(Point-based annotation data)
►

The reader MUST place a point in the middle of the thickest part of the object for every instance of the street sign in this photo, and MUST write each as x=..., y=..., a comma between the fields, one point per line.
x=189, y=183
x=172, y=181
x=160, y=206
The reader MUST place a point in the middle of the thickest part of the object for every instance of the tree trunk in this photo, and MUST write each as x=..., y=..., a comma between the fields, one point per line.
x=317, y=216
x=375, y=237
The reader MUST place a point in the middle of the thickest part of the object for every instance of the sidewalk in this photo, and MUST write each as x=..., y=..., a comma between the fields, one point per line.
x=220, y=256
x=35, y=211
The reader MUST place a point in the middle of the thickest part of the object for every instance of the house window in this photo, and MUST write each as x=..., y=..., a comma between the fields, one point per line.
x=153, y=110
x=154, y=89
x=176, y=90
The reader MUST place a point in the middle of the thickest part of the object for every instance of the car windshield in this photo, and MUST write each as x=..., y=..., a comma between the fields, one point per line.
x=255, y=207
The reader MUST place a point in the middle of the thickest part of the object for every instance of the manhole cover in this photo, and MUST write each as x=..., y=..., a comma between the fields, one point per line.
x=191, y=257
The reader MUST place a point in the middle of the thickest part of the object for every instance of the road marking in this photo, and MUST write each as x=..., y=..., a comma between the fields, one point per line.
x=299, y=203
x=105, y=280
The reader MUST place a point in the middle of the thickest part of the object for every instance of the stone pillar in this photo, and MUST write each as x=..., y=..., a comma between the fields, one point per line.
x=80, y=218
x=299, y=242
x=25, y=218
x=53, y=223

◄

◆ Directions for this task ◆
Rewrite the entries between the line containing "of the tree" and the line containing "x=35, y=211", inclusive, as a two-column CSV with the headers entry_text and answer. Give one row per entry, put each field in quotation marks, and replace every line break with a space.

◆ Solution to this problem ◆
entry_text,answer
"The reader MUST place a point in the middle of the thickest part of the object for every instance of the tree trunk in this photo, and MUST write each as x=..., y=..., a comma between the fields, one point per line.","x=317, y=216 x=375, y=237"
"The reader MUST place a point in the middle of the thickest part of the object for every instance of the sidewalk in this photo, and MUST write each as x=..., y=..., a comma between the fields, one point per line.","x=220, y=256 x=35, y=211"